> [EXERCISE DIRECTIONS]
Turn everything from the start of the rows below down to the line that contains "column 197, row 143", both ends included, into a numbered list with blank lines left out. Leave the pictures out of your answer.

========

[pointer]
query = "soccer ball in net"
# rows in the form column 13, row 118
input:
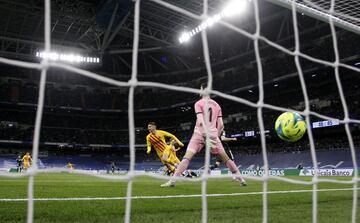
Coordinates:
column 290, row 126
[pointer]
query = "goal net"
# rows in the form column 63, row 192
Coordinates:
column 344, row 14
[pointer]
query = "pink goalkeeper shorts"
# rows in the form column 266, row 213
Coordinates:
column 197, row 143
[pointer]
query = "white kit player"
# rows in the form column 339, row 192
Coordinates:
column 214, row 125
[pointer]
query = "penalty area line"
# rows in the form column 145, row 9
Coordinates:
column 172, row 196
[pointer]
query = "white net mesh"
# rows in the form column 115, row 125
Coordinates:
column 346, row 10
column 345, row 13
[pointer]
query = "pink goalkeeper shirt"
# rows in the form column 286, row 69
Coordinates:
column 211, row 122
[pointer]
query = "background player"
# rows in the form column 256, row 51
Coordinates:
column 27, row 159
column 156, row 138
column 213, row 123
column 18, row 164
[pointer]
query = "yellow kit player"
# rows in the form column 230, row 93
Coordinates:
column 169, row 154
column 156, row 138
column 27, row 159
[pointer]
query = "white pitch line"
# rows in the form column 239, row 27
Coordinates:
column 171, row 196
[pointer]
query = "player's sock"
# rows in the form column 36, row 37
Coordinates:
column 233, row 168
column 182, row 167
column 213, row 166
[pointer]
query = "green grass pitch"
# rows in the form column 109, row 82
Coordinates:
column 333, row 206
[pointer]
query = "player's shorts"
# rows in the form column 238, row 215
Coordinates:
column 26, row 165
column 197, row 142
column 172, row 158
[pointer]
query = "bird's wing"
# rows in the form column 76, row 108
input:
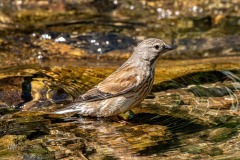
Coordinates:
column 121, row 81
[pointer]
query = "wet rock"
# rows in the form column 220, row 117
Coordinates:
column 221, row 134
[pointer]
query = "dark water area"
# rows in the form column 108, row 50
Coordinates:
column 53, row 51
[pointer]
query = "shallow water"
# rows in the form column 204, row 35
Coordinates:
column 51, row 52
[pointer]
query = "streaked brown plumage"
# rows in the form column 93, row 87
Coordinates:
column 124, row 88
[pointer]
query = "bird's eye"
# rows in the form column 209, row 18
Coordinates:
column 156, row 47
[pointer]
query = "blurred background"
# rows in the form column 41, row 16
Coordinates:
column 34, row 30
column 51, row 51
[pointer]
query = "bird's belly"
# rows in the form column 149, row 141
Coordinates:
column 107, row 107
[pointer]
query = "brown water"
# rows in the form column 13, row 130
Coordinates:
column 52, row 51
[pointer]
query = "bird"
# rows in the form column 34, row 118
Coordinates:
column 125, row 88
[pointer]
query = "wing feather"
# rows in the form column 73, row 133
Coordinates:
column 121, row 81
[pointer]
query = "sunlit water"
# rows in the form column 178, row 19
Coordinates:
column 194, row 116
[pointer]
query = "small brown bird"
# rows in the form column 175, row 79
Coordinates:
column 124, row 88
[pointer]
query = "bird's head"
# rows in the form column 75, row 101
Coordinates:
column 150, row 49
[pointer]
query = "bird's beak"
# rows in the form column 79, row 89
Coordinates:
column 167, row 48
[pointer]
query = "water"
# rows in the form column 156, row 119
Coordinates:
column 51, row 52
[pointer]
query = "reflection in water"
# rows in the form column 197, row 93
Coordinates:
column 193, row 116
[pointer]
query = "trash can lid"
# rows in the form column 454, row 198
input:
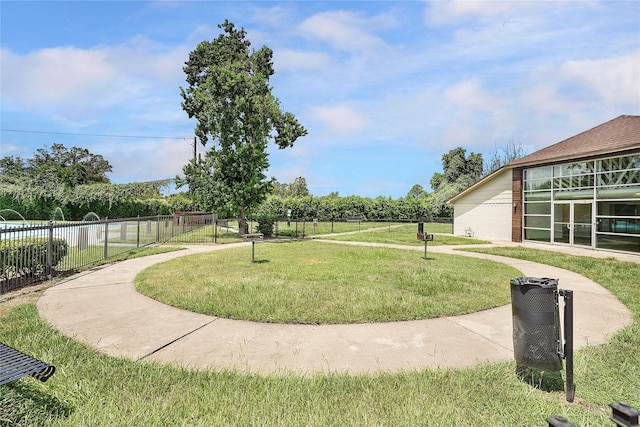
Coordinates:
column 543, row 282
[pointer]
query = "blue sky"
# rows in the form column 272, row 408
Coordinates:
column 384, row 88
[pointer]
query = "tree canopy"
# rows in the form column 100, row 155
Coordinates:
column 57, row 165
column 298, row 188
column 230, row 98
column 459, row 172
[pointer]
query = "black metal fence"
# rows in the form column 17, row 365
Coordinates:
column 33, row 252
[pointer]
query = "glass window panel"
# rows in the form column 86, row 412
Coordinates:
column 537, row 173
column 537, row 208
column 624, row 225
column 619, row 208
column 538, row 184
column 537, row 221
column 572, row 169
column 619, row 178
column 537, row 196
column 618, row 242
column 537, row 235
column 573, row 194
column 619, row 163
column 622, row 192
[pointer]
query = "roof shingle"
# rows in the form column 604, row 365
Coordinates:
column 619, row 134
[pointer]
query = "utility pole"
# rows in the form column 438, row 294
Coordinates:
column 193, row 190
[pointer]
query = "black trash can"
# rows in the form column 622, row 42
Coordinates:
column 536, row 323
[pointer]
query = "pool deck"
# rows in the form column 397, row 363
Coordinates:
column 101, row 308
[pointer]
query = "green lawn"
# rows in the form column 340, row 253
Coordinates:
column 90, row 388
column 315, row 282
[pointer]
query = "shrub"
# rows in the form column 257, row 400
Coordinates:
column 29, row 256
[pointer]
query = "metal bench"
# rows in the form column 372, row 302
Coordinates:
column 14, row 365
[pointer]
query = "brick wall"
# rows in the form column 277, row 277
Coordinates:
column 516, row 213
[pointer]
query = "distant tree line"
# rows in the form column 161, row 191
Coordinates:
column 75, row 181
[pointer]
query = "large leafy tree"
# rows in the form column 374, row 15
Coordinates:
column 57, row 165
column 230, row 97
column 298, row 188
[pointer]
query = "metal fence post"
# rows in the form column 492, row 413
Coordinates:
column 568, row 342
column 214, row 226
column 106, row 238
column 49, row 266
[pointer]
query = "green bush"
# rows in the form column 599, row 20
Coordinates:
column 29, row 256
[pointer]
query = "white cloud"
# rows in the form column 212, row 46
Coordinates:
column 154, row 158
column 616, row 80
column 344, row 30
column 469, row 96
column 447, row 12
column 288, row 59
column 341, row 119
column 78, row 85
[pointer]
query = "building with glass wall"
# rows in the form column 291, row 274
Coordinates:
column 583, row 191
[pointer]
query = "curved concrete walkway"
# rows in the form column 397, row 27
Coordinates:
column 102, row 308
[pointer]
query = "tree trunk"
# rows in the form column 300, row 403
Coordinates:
column 243, row 225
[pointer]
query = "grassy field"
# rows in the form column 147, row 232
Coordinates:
column 315, row 282
column 90, row 388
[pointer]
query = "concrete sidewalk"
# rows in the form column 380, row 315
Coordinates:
column 102, row 308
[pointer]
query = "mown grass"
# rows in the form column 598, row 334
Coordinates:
column 406, row 234
column 315, row 282
column 90, row 388
column 611, row 370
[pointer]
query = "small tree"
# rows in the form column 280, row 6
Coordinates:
column 459, row 172
column 504, row 155
column 230, row 97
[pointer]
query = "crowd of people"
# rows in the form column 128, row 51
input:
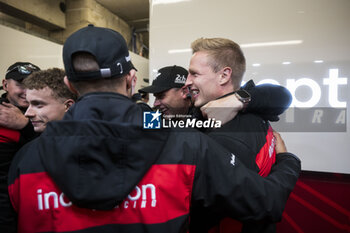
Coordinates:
column 76, row 158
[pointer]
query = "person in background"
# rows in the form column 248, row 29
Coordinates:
column 15, row 129
column 216, row 69
column 172, row 98
column 48, row 97
column 98, row 170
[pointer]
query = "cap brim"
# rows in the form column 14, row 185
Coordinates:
column 153, row 89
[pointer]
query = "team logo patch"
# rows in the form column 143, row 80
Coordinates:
column 152, row 120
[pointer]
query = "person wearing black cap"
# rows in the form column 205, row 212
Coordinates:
column 98, row 170
column 15, row 128
column 172, row 98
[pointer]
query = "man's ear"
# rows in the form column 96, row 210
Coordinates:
column 225, row 76
column 130, row 79
column 70, row 86
column 4, row 84
column 68, row 103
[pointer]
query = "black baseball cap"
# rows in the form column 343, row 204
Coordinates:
column 106, row 45
column 167, row 77
column 20, row 70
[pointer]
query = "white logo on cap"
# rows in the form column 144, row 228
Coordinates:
column 180, row 79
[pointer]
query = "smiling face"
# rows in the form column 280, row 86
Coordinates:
column 171, row 102
column 43, row 108
column 203, row 81
column 16, row 93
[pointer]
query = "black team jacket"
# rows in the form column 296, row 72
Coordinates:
column 98, row 170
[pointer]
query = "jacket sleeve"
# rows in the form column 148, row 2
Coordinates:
column 223, row 185
column 268, row 100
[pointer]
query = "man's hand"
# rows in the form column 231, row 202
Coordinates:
column 223, row 109
column 11, row 117
column 280, row 146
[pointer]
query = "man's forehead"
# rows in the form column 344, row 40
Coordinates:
column 40, row 93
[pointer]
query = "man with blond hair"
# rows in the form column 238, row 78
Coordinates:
column 98, row 170
column 216, row 69
column 48, row 97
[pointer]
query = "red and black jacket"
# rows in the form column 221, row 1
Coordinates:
column 99, row 171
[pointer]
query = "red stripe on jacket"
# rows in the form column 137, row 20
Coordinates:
column 163, row 194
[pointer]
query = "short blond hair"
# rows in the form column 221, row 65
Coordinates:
column 51, row 78
column 223, row 53
column 85, row 62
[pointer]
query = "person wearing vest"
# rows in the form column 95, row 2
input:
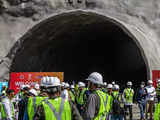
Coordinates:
column 23, row 103
column 151, row 94
column 7, row 107
column 157, row 112
column 33, row 102
column 37, row 88
column 56, row 107
column 71, row 93
column 128, row 94
column 104, row 87
column 117, row 106
column 158, row 90
column 98, row 104
column 141, row 99
column 80, row 98
column 32, row 94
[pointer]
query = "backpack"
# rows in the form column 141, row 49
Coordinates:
column 116, row 109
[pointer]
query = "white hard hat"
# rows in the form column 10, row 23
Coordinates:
column 53, row 82
column 150, row 81
column 105, row 83
column 63, row 84
column 96, row 78
column 66, row 85
column 43, row 81
column 158, row 81
column 81, row 84
column 113, row 83
column 36, row 86
column 3, row 84
column 109, row 86
column 72, row 86
column 129, row 83
column 33, row 91
column 22, row 86
column 3, row 92
column 116, row 87
column 27, row 86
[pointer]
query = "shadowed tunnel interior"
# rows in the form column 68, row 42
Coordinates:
column 78, row 43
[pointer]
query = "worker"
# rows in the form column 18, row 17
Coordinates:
column 80, row 98
column 140, row 98
column 37, row 88
column 151, row 94
column 23, row 102
column 71, row 93
column 4, row 89
column 109, row 93
column 158, row 90
column 117, row 105
column 97, row 106
column 33, row 102
column 104, row 87
column 128, row 94
column 7, row 106
column 65, row 92
column 157, row 112
column 56, row 107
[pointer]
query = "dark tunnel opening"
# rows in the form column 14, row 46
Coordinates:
column 79, row 43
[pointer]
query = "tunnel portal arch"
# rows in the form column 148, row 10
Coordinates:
column 78, row 43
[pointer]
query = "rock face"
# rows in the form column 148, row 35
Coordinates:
column 140, row 17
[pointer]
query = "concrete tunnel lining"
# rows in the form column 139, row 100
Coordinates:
column 78, row 43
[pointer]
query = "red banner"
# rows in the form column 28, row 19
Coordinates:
column 155, row 76
column 31, row 78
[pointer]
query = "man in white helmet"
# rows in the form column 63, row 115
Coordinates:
column 7, row 107
column 37, row 88
column 117, row 106
column 128, row 94
column 35, row 100
column 65, row 93
column 48, row 108
column 80, row 98
column 151, row 94
column 72, row 93
column 23, row 102
column 158, row 90
column 98, row 103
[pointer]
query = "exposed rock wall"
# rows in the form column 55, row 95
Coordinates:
column 140, row 16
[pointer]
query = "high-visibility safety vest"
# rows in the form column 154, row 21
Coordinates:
column 57, row 109
column 72, row 97
column 4, row 113
column 157, row 112
column 33, row 102
column 129, row 95
column 80, row 97
column 104, row 109
column 158, row 90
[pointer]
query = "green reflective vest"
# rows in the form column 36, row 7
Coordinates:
column 80, row 97
column 157, row 112
column 33, row 102
column 65, row 110
column 117, row 96
column 3, row 113
column 72, row 97
column 129, row 95
column 105, row 105
column 158, row 90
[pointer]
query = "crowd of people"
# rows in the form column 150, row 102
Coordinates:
column 91, row 99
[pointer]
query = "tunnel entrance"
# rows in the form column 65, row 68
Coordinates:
column 78, row 43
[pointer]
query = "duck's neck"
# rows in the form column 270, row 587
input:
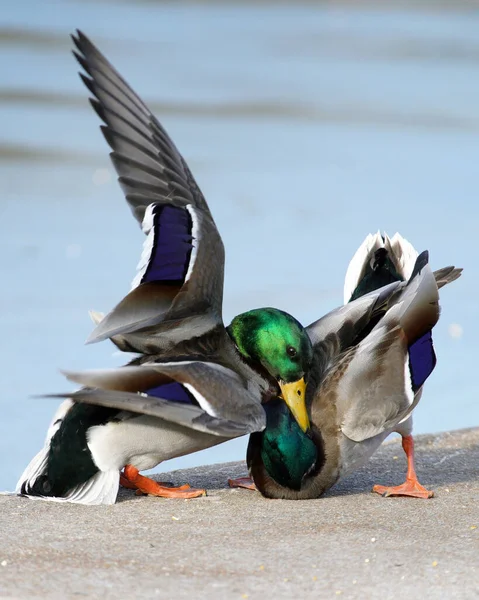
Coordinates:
column 288, row 454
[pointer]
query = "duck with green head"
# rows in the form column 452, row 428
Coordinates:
column 371, row 358
column 194, row 383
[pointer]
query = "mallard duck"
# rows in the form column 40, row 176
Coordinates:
column 371, row 359
column 195, row 382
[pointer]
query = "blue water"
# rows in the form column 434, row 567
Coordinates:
column 306, row 127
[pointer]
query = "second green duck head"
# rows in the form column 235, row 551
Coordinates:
column 278, row 343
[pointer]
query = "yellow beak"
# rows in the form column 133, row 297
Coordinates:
column 294, row 394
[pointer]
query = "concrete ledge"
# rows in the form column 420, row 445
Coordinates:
column 236, row 544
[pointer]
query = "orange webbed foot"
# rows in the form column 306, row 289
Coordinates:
column 411, row 487
column 242, row 482
column 131, row 479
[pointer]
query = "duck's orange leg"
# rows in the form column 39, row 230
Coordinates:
column 131, row 478
column 411, row 487
column 244, row 482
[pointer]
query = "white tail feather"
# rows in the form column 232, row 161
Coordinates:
column 359, row 261
column 401, row 252
column 102, row 488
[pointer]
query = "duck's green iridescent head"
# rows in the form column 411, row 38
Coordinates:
column 278, row 342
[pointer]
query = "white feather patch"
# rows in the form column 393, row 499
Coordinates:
column 202, row 401
column 359, row 261
column 194, row 242
column 405, row 255
column 102, row 488
column 147, row 227
column 39, row 462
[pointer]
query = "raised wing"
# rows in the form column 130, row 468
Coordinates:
column 180, row 275
column 373, row 383
column 148, row 164
column 202, row 396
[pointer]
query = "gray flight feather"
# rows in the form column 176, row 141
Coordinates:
column 368, row 381
column 148, row 163
column 221, row 392
column 192, row 417
column 152, row 171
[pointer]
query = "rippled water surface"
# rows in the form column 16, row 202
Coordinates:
column 307, row 126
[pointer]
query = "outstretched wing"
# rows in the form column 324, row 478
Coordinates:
column 180, row 274
column 373, row 382
column 199, row 395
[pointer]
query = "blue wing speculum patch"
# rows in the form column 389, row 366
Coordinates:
column 422, row 360
column 168, row 252
column 173, row 391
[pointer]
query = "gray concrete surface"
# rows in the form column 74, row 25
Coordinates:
column 236, row 544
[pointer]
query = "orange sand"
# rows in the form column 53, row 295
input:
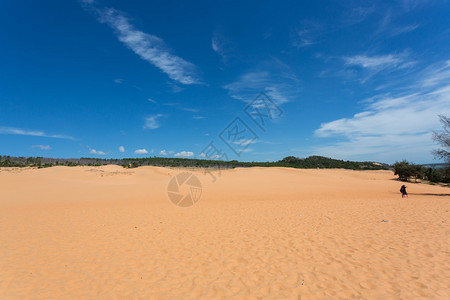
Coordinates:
column 258, row 233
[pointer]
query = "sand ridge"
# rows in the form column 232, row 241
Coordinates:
column 257, row 233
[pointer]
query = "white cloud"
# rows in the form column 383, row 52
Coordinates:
column 150, row 48
column 93, row 151
column 18, row 131
column 307, row 35
column 401, row 30
column 436, row 74
column 42, row 147
column 152, row 122
column 245, row 142
column 221, row 46
column 140, row 151
column 165, row 153
column 184, row 154
column 379, row 61
column 392, row 127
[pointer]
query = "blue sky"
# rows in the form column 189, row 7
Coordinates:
column 358, row 80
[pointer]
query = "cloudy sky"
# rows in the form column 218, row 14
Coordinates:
column 245, row 80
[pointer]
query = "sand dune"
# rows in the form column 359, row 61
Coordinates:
column 258, row 233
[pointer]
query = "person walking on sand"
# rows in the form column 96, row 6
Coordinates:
column 403, row 191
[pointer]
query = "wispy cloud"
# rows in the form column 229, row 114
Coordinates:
column 184, row 154
column 374, row 62
column 98, row 152
column 280, row 88
column 151, row 122
column 357, row 14
column 140, row 151
column 165, row 153
column 402, row 30
column 307, row 34
column 392, row 127
column 19, row 131
column 436, row 74
column 42, row 147
column 150, row 47
column 222, row 46
column 370, row 65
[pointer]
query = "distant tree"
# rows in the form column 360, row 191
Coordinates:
column 443, row 139
column 404, row 170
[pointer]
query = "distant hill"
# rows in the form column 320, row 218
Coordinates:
column 435, row 166
column 311, row 162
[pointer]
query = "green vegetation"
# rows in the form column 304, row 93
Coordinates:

========

> [TASK SOLUTION]
1. [pointer]
2. query = "soccer ball in net"
3. # rows in the form column 13, row 118
4. input:
5. Coordinates:
6. column 290, row 126
7. [pointer]
8. query = "goal net"
9. # rows in the form column 63, row 192
10. Coordinates:
11. column 344, row 14
12. [pointer]
13. query = "pink goalkeeper shorts"
14. # rows in the form column 266, row 213
15. Coordinates:
16. column 197, row 143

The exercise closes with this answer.